Records for processing:
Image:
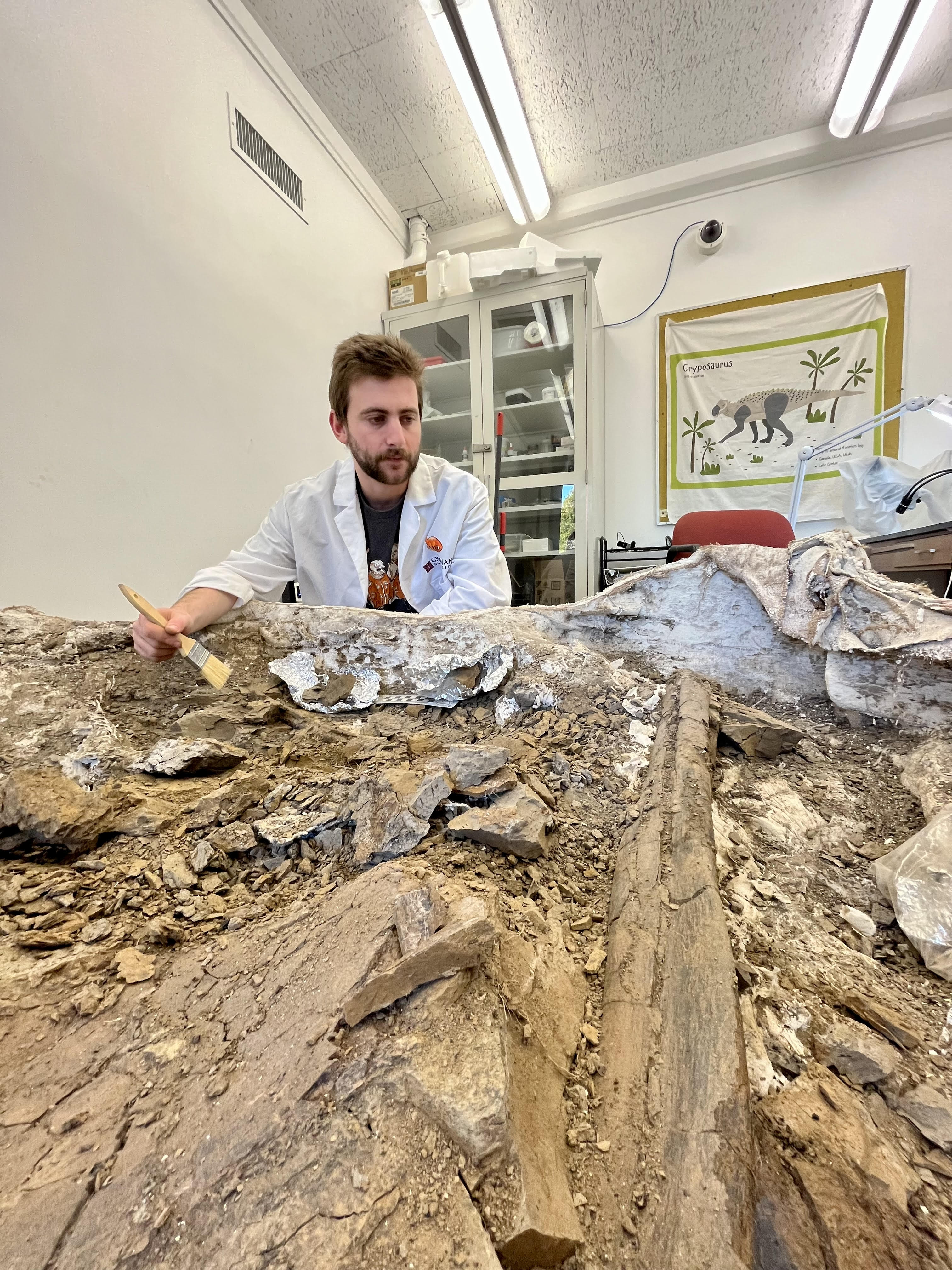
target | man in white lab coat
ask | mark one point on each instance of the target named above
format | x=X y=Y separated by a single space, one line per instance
x=385 y=528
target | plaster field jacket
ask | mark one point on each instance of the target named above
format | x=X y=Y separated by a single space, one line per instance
x=450 y=559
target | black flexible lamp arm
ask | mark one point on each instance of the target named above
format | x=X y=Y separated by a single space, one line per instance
x=907 y=501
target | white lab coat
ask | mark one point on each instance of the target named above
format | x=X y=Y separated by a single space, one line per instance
x=450 y=558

Aim: Please edit the listing above by changing "lab coat" to "laboratory coat" everywhere and leaving everything else unchanged. Leave out the pictures.

Written response:
Image:
target | man in white laboratory coat
ask | mark one point on each instance of the target named above
format | x=X y=Y separated by a single space, one line per instance
x=385 y=528
target | plaster field jacket
ask | mark one point on each instance of the target named above
format | x=X y=Y separated by a single space, one line per instance
x=450 y=559
target | black flexible lamp arm
ask | mark one point on each instance of the target named above
format | x=X y=Y separated by a single space, one line per instance
x=907 y=501
target | white laboratory coat
ask | mark one point on each instance of the target named above
format | x=X y=Y separated by a single space, one line per instance
x=450 y=558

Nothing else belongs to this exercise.